==== Given records ====

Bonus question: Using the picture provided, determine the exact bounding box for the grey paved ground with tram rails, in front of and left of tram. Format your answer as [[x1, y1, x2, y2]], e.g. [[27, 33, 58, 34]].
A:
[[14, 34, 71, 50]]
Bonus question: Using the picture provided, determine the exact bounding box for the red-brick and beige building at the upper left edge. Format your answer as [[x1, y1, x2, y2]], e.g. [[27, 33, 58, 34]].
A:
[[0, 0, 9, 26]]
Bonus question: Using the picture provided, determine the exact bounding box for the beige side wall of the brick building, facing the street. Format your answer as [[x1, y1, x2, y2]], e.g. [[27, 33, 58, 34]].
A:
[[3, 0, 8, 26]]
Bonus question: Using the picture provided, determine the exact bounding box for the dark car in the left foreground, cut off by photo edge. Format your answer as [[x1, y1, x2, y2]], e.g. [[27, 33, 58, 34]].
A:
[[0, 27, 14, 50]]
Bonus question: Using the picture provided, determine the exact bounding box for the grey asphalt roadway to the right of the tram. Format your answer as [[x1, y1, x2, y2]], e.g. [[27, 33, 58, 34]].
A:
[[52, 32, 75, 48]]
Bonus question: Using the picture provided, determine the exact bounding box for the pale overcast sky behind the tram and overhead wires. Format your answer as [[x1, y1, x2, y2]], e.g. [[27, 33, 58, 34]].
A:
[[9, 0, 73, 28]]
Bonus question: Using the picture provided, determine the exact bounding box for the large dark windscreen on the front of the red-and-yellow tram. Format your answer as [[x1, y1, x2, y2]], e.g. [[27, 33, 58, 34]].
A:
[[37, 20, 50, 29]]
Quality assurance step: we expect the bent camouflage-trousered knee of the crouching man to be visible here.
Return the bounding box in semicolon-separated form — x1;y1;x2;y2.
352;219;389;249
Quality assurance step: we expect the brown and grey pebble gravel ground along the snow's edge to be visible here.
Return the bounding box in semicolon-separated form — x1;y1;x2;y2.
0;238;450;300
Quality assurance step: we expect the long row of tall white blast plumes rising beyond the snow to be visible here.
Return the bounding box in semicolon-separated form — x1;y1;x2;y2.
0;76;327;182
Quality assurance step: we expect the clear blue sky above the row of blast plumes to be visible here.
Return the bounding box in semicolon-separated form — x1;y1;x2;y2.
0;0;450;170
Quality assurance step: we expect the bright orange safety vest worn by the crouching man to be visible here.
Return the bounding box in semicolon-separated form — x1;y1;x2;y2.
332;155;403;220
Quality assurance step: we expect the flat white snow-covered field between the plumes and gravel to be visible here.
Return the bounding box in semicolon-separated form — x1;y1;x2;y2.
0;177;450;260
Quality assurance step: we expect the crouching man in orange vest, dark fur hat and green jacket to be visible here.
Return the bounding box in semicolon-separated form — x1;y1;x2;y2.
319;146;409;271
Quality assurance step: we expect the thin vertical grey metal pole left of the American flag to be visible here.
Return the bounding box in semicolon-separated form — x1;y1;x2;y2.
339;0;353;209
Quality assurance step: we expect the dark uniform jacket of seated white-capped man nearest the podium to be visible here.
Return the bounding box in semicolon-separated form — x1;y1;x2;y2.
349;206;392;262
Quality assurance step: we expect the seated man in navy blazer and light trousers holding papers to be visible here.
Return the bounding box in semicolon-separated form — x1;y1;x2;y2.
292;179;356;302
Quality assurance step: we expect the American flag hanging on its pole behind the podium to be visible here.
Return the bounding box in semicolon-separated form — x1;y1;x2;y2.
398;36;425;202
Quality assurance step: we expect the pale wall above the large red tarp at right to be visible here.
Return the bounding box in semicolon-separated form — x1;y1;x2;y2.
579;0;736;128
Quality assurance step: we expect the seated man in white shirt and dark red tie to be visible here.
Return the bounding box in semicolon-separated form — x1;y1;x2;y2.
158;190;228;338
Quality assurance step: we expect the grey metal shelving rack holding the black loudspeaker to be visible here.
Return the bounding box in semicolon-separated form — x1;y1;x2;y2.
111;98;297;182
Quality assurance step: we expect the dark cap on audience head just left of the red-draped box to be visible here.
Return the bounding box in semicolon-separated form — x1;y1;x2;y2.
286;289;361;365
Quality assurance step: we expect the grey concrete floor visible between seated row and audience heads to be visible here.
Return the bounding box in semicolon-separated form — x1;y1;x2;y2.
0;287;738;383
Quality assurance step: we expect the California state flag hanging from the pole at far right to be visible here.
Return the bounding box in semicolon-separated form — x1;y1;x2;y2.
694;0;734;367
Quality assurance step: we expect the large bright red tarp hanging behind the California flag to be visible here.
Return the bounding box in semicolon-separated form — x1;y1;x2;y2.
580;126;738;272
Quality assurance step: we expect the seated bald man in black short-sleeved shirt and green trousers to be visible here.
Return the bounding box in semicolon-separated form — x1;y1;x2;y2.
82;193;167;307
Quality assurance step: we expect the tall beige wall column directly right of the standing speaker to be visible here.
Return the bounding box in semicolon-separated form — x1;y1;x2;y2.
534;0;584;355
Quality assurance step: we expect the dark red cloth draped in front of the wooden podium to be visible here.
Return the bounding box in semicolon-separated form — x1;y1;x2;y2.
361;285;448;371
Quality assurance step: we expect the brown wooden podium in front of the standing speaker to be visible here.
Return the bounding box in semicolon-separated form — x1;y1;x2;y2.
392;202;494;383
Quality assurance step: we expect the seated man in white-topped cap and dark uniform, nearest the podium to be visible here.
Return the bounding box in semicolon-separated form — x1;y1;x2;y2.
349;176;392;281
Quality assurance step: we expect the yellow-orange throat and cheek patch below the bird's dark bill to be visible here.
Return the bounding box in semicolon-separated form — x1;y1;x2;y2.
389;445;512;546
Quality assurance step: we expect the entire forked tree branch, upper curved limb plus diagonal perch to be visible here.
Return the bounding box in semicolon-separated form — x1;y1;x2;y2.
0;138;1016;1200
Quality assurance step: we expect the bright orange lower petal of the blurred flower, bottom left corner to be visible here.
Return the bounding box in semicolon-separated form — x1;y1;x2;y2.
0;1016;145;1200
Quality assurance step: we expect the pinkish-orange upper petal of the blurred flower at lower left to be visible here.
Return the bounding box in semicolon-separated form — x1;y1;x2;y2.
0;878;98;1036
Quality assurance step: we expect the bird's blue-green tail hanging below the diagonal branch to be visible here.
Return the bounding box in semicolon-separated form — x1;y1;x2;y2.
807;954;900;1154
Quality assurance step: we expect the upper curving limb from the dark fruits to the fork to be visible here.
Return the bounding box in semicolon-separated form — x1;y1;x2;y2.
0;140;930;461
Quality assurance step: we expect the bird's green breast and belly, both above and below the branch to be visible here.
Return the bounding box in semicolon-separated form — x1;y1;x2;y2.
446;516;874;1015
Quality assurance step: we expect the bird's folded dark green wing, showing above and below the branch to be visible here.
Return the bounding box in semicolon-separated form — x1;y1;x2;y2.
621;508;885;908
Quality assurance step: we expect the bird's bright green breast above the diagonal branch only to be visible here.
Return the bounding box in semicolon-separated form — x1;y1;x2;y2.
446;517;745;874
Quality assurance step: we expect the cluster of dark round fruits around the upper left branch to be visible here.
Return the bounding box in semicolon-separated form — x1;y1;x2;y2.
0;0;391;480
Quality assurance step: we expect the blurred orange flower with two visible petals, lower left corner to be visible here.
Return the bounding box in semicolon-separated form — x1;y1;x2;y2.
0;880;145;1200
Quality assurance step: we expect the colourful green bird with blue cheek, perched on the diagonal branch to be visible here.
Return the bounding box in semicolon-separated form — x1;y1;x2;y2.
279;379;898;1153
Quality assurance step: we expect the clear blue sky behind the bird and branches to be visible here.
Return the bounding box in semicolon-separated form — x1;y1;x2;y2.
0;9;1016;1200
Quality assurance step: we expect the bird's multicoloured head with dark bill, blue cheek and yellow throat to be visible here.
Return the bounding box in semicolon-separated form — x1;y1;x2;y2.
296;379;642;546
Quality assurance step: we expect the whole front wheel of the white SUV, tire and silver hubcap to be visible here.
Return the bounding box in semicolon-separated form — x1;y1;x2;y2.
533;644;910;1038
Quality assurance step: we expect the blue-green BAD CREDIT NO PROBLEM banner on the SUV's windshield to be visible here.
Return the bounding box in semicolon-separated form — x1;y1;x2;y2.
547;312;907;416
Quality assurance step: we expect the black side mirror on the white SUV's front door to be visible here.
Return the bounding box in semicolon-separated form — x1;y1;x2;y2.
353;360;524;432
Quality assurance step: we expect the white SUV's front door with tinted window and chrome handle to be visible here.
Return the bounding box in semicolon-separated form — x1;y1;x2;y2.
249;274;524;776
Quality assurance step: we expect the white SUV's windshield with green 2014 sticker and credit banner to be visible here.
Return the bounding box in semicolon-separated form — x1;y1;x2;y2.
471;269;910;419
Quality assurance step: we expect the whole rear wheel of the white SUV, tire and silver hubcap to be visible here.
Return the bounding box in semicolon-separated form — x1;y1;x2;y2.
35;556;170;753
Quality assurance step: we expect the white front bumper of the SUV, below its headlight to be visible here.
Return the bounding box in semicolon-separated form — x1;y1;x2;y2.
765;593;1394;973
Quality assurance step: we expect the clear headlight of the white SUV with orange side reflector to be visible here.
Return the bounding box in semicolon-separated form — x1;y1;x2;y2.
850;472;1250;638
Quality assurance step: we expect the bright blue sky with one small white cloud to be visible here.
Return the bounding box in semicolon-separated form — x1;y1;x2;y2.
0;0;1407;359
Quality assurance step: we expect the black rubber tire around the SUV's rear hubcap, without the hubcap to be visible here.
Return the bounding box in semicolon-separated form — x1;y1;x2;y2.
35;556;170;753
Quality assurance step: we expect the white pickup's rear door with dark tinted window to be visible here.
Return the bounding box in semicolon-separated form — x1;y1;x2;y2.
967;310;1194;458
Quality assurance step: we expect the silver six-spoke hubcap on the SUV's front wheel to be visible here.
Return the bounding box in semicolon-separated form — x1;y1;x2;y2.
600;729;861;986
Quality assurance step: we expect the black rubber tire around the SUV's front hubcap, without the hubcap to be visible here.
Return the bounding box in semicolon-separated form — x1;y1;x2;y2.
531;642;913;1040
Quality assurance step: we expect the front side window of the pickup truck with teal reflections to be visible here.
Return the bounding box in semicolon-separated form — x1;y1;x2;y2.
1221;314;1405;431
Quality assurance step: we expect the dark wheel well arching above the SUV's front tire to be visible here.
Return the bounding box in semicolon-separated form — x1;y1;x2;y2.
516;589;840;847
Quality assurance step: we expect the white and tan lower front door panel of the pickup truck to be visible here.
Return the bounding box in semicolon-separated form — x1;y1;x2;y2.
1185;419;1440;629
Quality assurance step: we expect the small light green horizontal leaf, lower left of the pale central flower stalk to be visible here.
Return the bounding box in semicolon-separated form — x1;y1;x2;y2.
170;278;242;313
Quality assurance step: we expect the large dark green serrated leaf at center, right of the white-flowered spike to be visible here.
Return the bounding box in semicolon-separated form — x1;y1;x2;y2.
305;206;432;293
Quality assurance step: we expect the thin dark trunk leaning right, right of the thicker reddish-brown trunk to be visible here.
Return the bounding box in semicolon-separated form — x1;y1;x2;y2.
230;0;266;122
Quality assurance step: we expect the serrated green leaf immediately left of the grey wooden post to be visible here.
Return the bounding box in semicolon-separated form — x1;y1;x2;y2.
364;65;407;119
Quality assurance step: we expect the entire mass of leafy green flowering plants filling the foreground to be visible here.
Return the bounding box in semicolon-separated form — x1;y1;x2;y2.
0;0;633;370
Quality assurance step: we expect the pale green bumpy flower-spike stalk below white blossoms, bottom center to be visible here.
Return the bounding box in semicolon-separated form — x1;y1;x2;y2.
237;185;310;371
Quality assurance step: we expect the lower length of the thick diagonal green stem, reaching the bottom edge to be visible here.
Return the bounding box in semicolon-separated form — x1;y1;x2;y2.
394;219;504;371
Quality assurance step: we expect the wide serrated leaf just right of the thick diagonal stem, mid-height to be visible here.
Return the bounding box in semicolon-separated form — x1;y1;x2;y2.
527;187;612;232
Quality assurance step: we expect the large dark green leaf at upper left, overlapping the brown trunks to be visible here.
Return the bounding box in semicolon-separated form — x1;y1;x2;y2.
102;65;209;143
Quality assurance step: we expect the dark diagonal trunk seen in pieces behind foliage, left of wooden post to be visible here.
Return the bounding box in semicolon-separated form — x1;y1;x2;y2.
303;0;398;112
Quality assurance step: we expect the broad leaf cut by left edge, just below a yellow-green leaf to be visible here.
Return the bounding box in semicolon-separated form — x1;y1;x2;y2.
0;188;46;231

====

What to work on - Filter the entries down to the lines that include the string "edge".

Answer area -
Bonus question: Using the picture provided, determine the exact bounding box for the red-brick and beige building at the upper left edge. Format your answer as [[x1, y1, x2, y2]], e.g. [[27, 33, 58, 34]].
Bonus question: Using the picture provided, determine the exact bounding box for the dark car in the left foreground, cut off by photo edge. Format your answer as [[x1, y1, x2, y2]], e.g. [[27, 33, 58, 34]].
Quality assurance step: we expect the brown and grey pebble gravel ground along the snow's edge to be visible here.
Quality assurance step: we expect the lower length of the thick diagonal green stem, reaching the bottom edge to be visible here.
Quality assurance step: we expect the broad leaf cut by left edge, just below a yellow-green leaf to be visible here.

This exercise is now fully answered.